*** Supplied information Section Begins ***
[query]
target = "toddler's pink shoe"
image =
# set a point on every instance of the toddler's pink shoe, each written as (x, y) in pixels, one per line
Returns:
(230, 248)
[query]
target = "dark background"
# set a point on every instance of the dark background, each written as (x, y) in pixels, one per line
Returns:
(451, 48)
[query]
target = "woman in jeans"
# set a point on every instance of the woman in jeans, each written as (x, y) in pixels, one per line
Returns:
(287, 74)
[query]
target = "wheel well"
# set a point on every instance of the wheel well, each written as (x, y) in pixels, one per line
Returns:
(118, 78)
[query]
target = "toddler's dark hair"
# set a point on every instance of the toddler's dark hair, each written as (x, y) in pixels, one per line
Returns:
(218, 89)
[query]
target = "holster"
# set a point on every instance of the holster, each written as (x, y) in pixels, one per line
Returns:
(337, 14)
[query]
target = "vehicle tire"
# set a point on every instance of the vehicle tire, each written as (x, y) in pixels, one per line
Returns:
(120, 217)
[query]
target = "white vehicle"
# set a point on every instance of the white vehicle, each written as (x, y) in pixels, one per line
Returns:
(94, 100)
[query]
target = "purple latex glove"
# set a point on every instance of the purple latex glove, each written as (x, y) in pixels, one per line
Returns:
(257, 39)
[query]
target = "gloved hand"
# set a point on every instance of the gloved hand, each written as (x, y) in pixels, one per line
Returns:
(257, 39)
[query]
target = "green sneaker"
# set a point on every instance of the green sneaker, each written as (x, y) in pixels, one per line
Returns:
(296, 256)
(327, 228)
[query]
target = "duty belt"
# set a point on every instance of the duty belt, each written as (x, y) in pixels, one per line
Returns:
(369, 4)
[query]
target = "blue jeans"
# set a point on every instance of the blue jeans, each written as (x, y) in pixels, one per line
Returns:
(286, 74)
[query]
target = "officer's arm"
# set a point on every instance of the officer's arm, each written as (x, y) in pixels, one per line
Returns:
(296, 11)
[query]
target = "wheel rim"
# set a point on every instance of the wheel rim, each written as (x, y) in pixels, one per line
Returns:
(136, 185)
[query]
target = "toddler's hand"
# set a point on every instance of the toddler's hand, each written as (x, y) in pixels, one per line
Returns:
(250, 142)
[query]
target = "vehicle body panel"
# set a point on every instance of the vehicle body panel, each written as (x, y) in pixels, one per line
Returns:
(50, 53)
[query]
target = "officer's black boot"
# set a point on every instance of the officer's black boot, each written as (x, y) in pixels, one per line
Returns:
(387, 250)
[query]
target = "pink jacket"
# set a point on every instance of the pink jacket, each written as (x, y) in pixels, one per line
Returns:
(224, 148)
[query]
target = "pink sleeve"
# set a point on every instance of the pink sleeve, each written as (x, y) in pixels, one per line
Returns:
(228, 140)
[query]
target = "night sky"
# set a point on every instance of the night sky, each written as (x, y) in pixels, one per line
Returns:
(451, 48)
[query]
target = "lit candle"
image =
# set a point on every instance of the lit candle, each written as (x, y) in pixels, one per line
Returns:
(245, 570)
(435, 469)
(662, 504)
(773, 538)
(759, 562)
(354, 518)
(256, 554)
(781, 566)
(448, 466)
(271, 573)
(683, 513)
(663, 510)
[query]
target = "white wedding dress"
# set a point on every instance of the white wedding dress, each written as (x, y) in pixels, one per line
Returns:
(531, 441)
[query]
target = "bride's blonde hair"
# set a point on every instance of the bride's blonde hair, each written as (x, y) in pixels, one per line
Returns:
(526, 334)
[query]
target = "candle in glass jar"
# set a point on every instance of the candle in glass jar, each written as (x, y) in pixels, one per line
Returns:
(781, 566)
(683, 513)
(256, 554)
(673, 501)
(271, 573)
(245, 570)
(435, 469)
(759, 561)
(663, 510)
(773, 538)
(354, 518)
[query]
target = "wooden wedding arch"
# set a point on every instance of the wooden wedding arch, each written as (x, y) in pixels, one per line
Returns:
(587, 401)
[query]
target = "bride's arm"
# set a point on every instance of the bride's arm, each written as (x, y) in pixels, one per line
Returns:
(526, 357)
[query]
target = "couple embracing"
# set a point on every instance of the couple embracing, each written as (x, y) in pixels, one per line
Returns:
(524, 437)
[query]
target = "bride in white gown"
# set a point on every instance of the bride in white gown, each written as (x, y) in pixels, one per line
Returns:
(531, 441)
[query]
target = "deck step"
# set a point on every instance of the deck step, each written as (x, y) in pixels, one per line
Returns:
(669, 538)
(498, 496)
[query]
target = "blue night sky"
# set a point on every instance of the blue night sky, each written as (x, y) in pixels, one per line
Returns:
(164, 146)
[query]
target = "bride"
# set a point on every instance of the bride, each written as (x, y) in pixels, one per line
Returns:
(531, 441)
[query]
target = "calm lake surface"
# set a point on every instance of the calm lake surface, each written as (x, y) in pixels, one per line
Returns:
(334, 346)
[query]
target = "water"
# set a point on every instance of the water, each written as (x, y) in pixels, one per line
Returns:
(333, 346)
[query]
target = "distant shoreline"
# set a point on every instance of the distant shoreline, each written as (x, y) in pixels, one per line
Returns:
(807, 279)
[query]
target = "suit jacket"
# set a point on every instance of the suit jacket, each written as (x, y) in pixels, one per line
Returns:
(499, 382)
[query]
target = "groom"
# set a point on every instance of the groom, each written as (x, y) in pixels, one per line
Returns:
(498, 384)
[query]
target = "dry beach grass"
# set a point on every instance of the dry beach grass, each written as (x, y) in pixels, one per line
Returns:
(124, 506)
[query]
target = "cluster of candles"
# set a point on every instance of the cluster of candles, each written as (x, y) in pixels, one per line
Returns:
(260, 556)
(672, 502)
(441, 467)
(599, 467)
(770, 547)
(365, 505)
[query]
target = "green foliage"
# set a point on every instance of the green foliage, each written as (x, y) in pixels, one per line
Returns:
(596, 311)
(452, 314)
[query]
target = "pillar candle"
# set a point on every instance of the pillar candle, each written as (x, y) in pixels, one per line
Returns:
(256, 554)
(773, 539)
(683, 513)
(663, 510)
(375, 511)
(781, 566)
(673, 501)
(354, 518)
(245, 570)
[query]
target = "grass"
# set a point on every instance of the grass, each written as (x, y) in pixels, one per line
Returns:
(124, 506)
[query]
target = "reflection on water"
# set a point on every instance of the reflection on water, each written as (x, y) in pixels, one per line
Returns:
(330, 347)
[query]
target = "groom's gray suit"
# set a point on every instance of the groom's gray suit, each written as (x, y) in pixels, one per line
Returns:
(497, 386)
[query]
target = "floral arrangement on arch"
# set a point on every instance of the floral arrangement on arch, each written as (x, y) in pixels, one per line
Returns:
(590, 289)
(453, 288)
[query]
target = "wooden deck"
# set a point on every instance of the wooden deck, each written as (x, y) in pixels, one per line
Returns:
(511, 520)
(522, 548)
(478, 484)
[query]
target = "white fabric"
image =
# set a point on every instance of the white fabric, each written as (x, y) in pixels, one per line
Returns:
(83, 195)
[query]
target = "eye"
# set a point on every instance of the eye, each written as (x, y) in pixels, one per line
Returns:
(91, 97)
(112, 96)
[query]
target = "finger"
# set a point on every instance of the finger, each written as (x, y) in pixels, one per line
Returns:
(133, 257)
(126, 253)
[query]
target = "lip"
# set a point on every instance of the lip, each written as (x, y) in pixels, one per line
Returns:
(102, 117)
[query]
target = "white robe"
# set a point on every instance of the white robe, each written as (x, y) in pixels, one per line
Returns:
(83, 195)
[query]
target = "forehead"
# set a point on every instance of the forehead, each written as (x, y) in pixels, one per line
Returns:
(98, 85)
*** Supplied information Section Ends ***
◆ Task to complete
The answer must be an exact reproduction of all the records.

◆ Result for this exercise
[query]
target = "toddler's pink shoe"
image =
# set a point on every instance of the toddler's pink shoe, each written as (x, y) in pixels, one per line
Returns:
(230, 248)
[query]
target = "dark background"
# set a point on every instance of the dark background, each written as (x, y) in pixels, one per line
Returns:
(451, 48)
[query]
target = "woman in jeans"
# set a point on every instance of the woman in jeans, each written as (x, y) in pixels, one per line
Returns:
(287, 74)
[query]
target = "wheel well"
# set a point on every instance of the wheel well, each written as (x, y) in pixels, one per line
Returns:
(118, 78)
[query]
target = "toddler's dark hair"
# set a point on every instance of the toddler's dark hair, each written as (x, y) in pixels, one per line
Returns:
(218, 89)
[query]
target = "holster"
# set a point on every instance of the holster, each written as (x, y) in pixels, one per line
Returns:
(337, 14)
[query]
target = "vehicle tire"
# set a point on every instance of the vehicle tire, each written as (x, y) in pixels, one per line
Returns:
(120, 217)
[query]
target = "white vehicle"
# set a point on every instance of the white vehicle, each written as (x, y) in pixels, one per line
Returns:
(94, 100)
[query]
target = "purple latex glove"
# set a point on every instance of the purple latex glove, each written as (x, y) in pixels, one per line
Returns:
(257, 39)
[query]
target = "gloved hand"
# set a point on every instance of the gloved hand, each written as (x, y) in pixels, one per line
Returns:
(257, 39)
[query]
target = "green sneaker"
# set a point on every instance of the green sneaker, each written as (x, y) in pixels, one per line
Returns:
(296, 256)
(327, 228)
[query]
target = "duty belt"
# set a point on every instance of the duty belt, each written as (x, y) in pixels, one per line
Returns:
(369, 4)
[query]
target = "blue jeans"
# set a point on every instance of the blue jeans, each written as (x, y) in pixels, one per line
Returns:
(286, 74)
[query]
target = "officer's arm"
# set a point on every instance of the officer's arm, each written as (x, y) in pixels, one per line
Returns:
(296, 11)
[query]
target = "wheel rim"
# set a point on every instance of the wheel rim, each written as (x, y) in pixels, one per line
Returns:
(136, 185)
[query]
target = "toddler's hand"
# set a point on every instance of the toddler's hand, each written as (x, y) in pixels, one per line
Returns:
(250, 142)
[query]
target = "vehicle body panel"
# set a point on every instance of the vehicle body panel, each written as (x, y) in pixels, one per line
Returns:
(50, 53)
[query]
target = "officer's black boot"
# set a point on every instance of the officer's black boot, each written as (x, y) in pixels, one per line
Returns:
(387, 250)
[query]
target = "pink jacket"
# set a point on every instance of the pink jacket, each written as (x, y) in pixels, one per line
Returns:
(224, 148)
[query]
target = "pink sleeve"
# set a point on every instance of the pink sleeve, each written as (x, y) in pixels, one per line
Returns:
(228, 140)
[query]
target = "night sky"
# set a point on every instance of the night sky, each written as (x, y) in pixels, one per line
Returns:
(451, 48)
[query]
target = "lit candle"
image =
# set a point on every instance of the lit candle, each written as (x, y) in pixels, one per line
Returns:
(245, 570)
(435, 469)
(662, 504)
(773, 538)
(759, 562)
(354, 518)
(256, 554)
(781, 566)
(448, 466)
(271, 573)
(683, 513)
(663, 510)
[query]
target = "white wedding dress"
# set a point on every instance of the white wedding dress, each written as (x, y) in pixels, one per line
Returns:
(531, 441)
[query]
target = "bride's blonde hair"
# set a point on every instance of the bride's blonde hair, each written as (x, y) in pixels, one per line
Returns:
(526, 334)
[query]
target = "candle in glass jar"
# set a point on every instance of the candle in glass jar, each written as (x, y) in pixels, one per line
Returns:
(781, 566)
(683, 513)
(256, 554)
(673, 501)
(271, 573)
(245, 570)
(435, 469)
(759, 561)
(663, 510)
(773, 538)
(354, 518)
[query]
target = "wooden wedding arch"
# set a point on every instance of the wooden wedding arch, each written as (x, y) in pixels, one per line
Returns:
(587, 401)
[query]
target = "bride's arm"
# set a point on every instance of the bride's arm, each written as (x, y) in pixels, one per line
Returns:
(526, 357)
[query]
target = "couple embracing"
# set a point on every instance of the couple embracing, each written as (x, y) in pixels, one per line
Returns:
(524, 437)
[query]
target = "bride in white gown"
# set a point on every instance of the bride in white gown, each written as (x, y) in pixels, one per line
Returns:
(531, 441)
[query]
target = "deck step"
# set a point on every instance of the deck step, each written as (x, y) in pixels, one per line
Returns:
(669, 538)
(498, 496)
[query]
target = "blue night sky"
# set a point on every instance of the blue night sky, each written as (x, y) in pixels, one per line
Returns:
(164, 146)
[query]
target = "bride"
# set a point on every instance of the bride, each written as (x, y) in pixels, one per line
Returns:
(531, 441)
[query]
target = "calm lake surface"
# set a point on every instance of the calm lake surface, each written as (x, y) in pixels, one per line
Returns:
(334, 346)
[query]
target = "water"
# set a point on every instance of the water, each written as (x, y) in pixels, one per line
Returns:
(333, 346)
[query]
target = "distant shoreline"
# set a point on every instance of the distant shoreline, each written as (x, y) in pixels, one per line
Returns:
(807, 279)
[query]
target = "suit jacket"
# set a point on every instance of the suit jacket, each written as (x, y) in pixels, one per line
Returns:
(499, 382)
[query]
target = "groom"
# set a point on every instance of the groom, each written as (x, y) in pixels, one per line
Returns:
(498, 384)
[query]
target = "dry beach grass"
# set a point on every instance of the dry beach grass, each written as (x, y) in pixels, one per line
Returns:
(124, 506)
[query]
target = "cluster of candles"
# set a point on every instance of the cluster of candles, each written as (x, y) in pixels, one per line
Returns:
(260, 556)
(672, 502)
(441, 467)
(599, 467)
(770, 547)
(365, 505)
[query]
target = "green foliage"
# set a point on every instance of the green foliage, each written as (x, y) in pixels, one per line
Returns:
(596, 311)
(452, 314)
[query]
target = "pillar candle"
# set a point on every instance of the pillar candle, each written as (x, y) in pixels, one per line
Returns:
(256, 554)
(773, 539)
(683, 513)
(663, 510)
(375, 511)
(781, 566)
(673, 501)
(354, 518)
(245, 570)
[query]
target = "grass"
# set a point on every instance of the grass, each written as (x, y) in pixels, one per line
Returns:
(124, 506)
[query]
target = "reflection on water"
# set a point on every instance of the reflection on water, each written as (x, y) in pixels, one per line
Returns:
(330, 347)
[query]
target = "groom's gray suit"
# set a point on every instance of the groom's gray suit, each written as (x, y) in pixels, one per line
Returns:
(497, 386)
[query]
target = "floral arrangement on arch"
# set a point on every instance of the floral arrangement on arch, each written as (x, y) in pixels, one per line
Returns:
(590, 289)
(453, 288)
[query]
target = "wooden deck"
# set a point on every instance of the wooden deck, each written as (x, y) in pixels, one per line
Returns:
(511, 520)
(522, 548)
(478, 484)
[query]
target = "white fabric"
image =
# set a point on every instance of the white fabric, each written as (x, y) in pixels, one per line
Returns:
(83, 195)
[query]
target = "eye"
# set a point on every instance of the eye, each written as (x, y) in pixels, one per line
Returns:
(91, 97)
(112, 96)
[query]
target = "finger"
# set a point on every instance of the finger, each written as (x, y) in pixels, one per line
Returns:
(133, 257)
(126, 253)
[query]
target = "lip"
# set a point on every instance of the lip, each written as (x, y) in pixels, one per line
Returns:
(102, 117)
[query]
target = "white robe"
# set a point on every instance of the white robe, each written as (x, y) in pixels, one per line
Returns:
(83, 195)
[query]
target = "forehead"
# set a point on every instance of the forehead, each written as (x, y) in pixels, one per line
Returns:
(98, 85)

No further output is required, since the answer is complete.